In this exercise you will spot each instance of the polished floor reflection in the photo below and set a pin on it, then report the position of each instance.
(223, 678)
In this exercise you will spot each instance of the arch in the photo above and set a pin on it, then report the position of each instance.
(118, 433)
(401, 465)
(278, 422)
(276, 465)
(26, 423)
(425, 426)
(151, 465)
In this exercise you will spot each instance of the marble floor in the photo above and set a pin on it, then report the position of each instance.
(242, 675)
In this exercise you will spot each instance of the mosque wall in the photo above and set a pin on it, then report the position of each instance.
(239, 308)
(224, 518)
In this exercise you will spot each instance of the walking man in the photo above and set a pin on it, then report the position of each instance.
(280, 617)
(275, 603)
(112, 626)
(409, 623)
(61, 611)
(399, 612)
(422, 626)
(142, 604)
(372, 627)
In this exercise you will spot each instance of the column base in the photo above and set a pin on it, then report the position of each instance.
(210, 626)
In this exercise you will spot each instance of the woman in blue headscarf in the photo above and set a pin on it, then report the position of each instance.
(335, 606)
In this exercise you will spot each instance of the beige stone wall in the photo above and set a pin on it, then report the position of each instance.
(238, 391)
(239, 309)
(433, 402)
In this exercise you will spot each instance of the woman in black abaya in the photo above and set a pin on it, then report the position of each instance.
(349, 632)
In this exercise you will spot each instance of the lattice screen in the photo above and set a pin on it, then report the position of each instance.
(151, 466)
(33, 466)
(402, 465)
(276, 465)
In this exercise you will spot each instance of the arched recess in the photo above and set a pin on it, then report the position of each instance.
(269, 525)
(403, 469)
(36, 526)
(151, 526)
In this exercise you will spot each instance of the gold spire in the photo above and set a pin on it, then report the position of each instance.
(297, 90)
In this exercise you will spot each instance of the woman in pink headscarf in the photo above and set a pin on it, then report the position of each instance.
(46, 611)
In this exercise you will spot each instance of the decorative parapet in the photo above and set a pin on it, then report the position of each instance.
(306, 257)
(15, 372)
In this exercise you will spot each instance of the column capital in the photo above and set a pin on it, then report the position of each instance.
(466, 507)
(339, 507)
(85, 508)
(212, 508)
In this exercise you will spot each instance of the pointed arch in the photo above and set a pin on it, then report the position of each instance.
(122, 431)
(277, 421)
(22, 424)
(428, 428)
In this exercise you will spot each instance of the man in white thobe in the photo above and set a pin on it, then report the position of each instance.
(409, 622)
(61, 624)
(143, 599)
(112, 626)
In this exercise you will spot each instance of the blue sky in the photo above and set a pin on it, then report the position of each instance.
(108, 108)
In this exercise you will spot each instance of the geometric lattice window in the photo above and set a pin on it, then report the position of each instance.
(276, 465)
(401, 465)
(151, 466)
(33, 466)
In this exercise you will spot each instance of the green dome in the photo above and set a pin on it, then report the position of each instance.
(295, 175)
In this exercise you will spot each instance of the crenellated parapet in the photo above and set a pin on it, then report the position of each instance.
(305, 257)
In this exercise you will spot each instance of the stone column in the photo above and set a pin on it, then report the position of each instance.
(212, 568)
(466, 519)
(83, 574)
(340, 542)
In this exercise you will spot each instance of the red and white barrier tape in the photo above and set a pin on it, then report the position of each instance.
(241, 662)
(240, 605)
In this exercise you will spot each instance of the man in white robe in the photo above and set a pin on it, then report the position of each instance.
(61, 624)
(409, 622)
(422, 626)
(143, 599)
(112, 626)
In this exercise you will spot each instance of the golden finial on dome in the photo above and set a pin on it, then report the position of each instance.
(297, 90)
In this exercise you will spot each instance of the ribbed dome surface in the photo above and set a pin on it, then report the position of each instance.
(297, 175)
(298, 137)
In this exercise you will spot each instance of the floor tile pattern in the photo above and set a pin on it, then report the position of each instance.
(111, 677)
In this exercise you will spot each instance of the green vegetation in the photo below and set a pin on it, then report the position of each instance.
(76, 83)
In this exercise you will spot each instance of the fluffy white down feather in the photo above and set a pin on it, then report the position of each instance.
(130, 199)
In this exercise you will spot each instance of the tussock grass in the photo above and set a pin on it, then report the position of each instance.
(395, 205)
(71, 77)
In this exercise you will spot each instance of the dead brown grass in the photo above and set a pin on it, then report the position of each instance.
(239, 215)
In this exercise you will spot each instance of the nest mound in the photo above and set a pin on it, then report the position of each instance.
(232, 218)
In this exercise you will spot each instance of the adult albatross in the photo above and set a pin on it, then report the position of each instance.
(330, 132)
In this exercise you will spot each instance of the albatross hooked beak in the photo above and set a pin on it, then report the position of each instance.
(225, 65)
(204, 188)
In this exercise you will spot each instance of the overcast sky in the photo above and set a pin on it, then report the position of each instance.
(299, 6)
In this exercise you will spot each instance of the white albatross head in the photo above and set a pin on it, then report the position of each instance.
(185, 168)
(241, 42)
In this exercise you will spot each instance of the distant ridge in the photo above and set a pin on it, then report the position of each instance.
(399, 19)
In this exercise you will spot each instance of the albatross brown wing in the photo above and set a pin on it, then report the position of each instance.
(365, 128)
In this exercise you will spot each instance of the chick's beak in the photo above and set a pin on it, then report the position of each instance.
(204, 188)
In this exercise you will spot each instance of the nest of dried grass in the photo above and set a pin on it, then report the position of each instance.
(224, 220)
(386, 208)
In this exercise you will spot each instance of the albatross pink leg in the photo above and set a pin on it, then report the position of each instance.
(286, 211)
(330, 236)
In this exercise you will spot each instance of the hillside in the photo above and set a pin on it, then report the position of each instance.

--------

- [WHAT YOU WILL DO]
What you return must match the listing exactly, with nothing missing.

- [THE ANSWER]
In this exercise you will spot each instance of the polished floor reflection in the photo below and set a pin on it, then report the position of each instance.
(223, 678)
In this exercise you will spot each instance of the arch in the photo above and set a pin on it, then report the position of each instance.
(118, 433)
(401, 465)
(278, 422)
(276, 465)
(26, 423)
(425, 426)
(151, 465)
In this exercise you will spot each instance of the marble floor in the photo above and set a pin on it, then report the position of each instance.
(242, 675)
In this exercise you will spot each instance of the mosque wall in the photo above and set a pin on it, then report the position of each instance.
(239, 308)
(224, 518)
In this exercise you will spot each instance of the walking man in the photo above and set a pin on it, then report the position of each instance.
(280, 617)
(275, 603)
(112, 626)
(409, 623)
(61, 611)
(399, 612)
(422, 626)
(142, 604)
(372, 627)
In this exercise you will spot each instance of the column base in the photo above and set a pin on it, then report the position of each instance.
(210, 626)
In this exercise you will spot each instance of the woman in blue headscarf in the photo above and set a pin on it, then report the position of each instance.
(335, 606)
In this exercise you will spot each instance of the beige stone wall in the photo above and set a pin on it, then report the position of each instance.
(238, 391)
(239, 309)
(433, 402)
In this exercise you will spot each instance of the woman in black abaya in the photo above and set a pin on it, then report the position of each instance.
(349, 632)
In this exercise you will spot each instance of the lattice screen in the photo above and set a pin on it, then report the position of each instance.
(151, 466)
(33, 466)
(402, 465)
(276, 465)
In this exercise you will spot each instance of the arched recess in the photo above and set a pin on it, then report the position of each instance.
(269, 525)
(403, 469)
(36, 526)
(151, 526)
In this exercise you will spot each instance of the gold spire in the photo above and set a pin on it, then report the position of each instance.
(297, 90)
In this exercise you will spot each instance of the woman in pink headscarf in the photo above and set a pin on it, then report the position of each instance.
(46, 611)
In this exercise you will spot each instance of the decorative parapet in the photo above and set a pin on it, then report the position of each instance.
(306, 257)
(15, 372)
In this exercise you will spot each instance of the column capital in the photo above and set a pin on it, then report the position of each instance.
(466, 507)
(339, 507)
(85, 508)
(212, 508)
In this exercise you will spot each instance of the pointed arch in the photo above and set a pin on it, then report the position of each instance.
(122, 431)
(277, 421)
(22, 424)
(428, 428)
In this exercise you will spot each instance of the man in white thobe in the photo above and set a pin on it, then report the position of each instance.
(409, 622)
(61, 624)
(143, 599)
(112, 626)
In this exercise you will spot each instance of the blue sky in the photo above and set a pin on it, then report the position of each instance.
(108, 108)
In this exercise you will spot each instance of the geometric lattice window in the photo above and set a pin on it, then report the position of each instance.
(276, 465)
(401, 465)
(151, 466)
(33, 466)
In this exercise you will spot each instance of the green dome in the photo above and set a pin on it, then report the position of each instance.
(295, 175)
In this exercise you will spot each instance of the crenellated parapet in the photo above and set a pin on it, then report the position of each instance.
(305, 257)
In this exercise you will spot each instance of the stone column in the photo above and set a pin on it, then report the position of each instance.
(212, 568)
(466, 519)
(83, 574)
(340, 542)
In this exercise you will spot each instance of the red and white barrier tape in the photo above and set a pin on it, then report the position of each instance.
(241, 662)
(240, 605)
In this exercise you will spot each instance of the man in white robe in the photo above and set a pin on it, then report the position of each instance.
(61, 624)
(409, 622)
(422, 626)
(143, 599)
(112, 626)
In this exercise you will spot each instance of the golden finial on dome in the photo above and set a pin on it, then report the position of each instance.
(297, 90)
In this exercise you will spot each instance of the ribbed dome surface in the photo above and set a pin on it, then report the position of each instance.
(297, 175)
(298, 137)
In this exercise you will spot each instance of the floor tile pattern in the photo above and set a pin on it, then report the position of each instance.
(111, 677)
In this exercise you will spot each instance of the green vegetation in the photo below and set a pin on it, then report the position of each instance.
(76, 83)
In this exercise you will spot each instance of the fluffy white down feather in the photo above and set a pin on it, then report the position of each instance.
(130, 199)
In this exercise you will spot each instance of the tussock grass in the photo above and set a pin on it, then report the position of each instance.
(395, 205)
(71, 77)
In this exercise you will spot each instance of the dead brown grass in the photo above and set a pin on it, then report the position of each instance.
(239, 215)
In this exercise you will spot each instance of the nest mound in the photo above and set a pin on it, then report the position of each instance.
(232, 218)
In this exercise you will spot each instance of the adult albatross in the photo above and set a pin on it, then report the position of each instance.
(330, 132)
In this exercise you will spot each instance of the albatross hooked beak in the photo above and set a pin on it, then report the position of each instance.
(225, 65)
(204, 188)
In this exercise you will spot each instance of the overcast sky in the photo above and set a pin on it, then report the position of each instance.
(299, 6)
In this exercise you will spot each instance of the white albatross head in the photo above and set a pin on it, then report the position of each instance.
(185, 168)
(241, 42)
In this exercise you will spot each instance of the distant ridge in the photo above and set a pin on it, then report the position of each instance.
(399, 19)
In this exercise you will spot each instance of the albatross brown wing in the photo above and set a pin on it, then report the position of each instance.
(365, 128)
In this exercise you will spot each instance of the chick's beak in the photo above and set a pin on it, then report the position of each instance.
(204, 188)
In this exercise you will spot each instance of the nest of dried grass in the photo above and set a pin on it, then report the position of each instance.
(224, 220)
(386, 208)
In this exercise you will spot each instance of the albatross pink leg in the photo above and set a pin on it, then report the position of each instance.
(286, 211)
(330, 236)
In this exercise you will spot each instance of the hillside in the photo above and set a pin on it, then report the position of each instance.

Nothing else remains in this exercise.